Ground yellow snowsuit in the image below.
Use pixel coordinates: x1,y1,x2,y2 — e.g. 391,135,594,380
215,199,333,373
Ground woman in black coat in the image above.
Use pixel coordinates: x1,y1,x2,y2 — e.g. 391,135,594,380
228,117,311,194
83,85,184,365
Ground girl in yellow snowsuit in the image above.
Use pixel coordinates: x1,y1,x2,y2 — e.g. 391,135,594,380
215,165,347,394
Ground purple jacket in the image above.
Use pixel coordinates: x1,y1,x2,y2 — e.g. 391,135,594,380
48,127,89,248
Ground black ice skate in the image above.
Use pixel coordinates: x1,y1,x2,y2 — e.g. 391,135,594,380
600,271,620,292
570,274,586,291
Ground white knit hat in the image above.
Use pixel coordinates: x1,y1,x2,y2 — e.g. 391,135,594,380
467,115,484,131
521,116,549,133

::::

The answer should be the full listing, repeated without any change.

Ground yellow snowsuit in the image below.
Use pixel coordinates: x1,y1,x2,y2 — e.g. 391,135,594,380
215,199,333,373
Ground woman in black coat in the image above.
Use pixel coordinates: x1,y1,x2,y2 — e.g. 391,135,594,380
228,117,311,194
83,85,184,365
Ground girl in yellow snowsuit in the image above.
Use pixel coordinates: x1,y1,x2,y2 — e.g. 391,135,594,380
215,165,347,394
Ground purple jacket in the image above.
Use pixel coordinates: x1,y1,x2,y2 — e.g. 391,135,594,380
48,127,89,248
Ground black ice skate in the image above.
Use pixel coordinates: x1,y1,x2,y2 — e.g. 391,135,594,380
600,271,620,292
570,274,586,291
Ground white knit hat in the image above.
Use pixel coordinates: x1,y1,x2,y2 — e.g. 391,135,594,380
467,115,484,131
521,116,549,133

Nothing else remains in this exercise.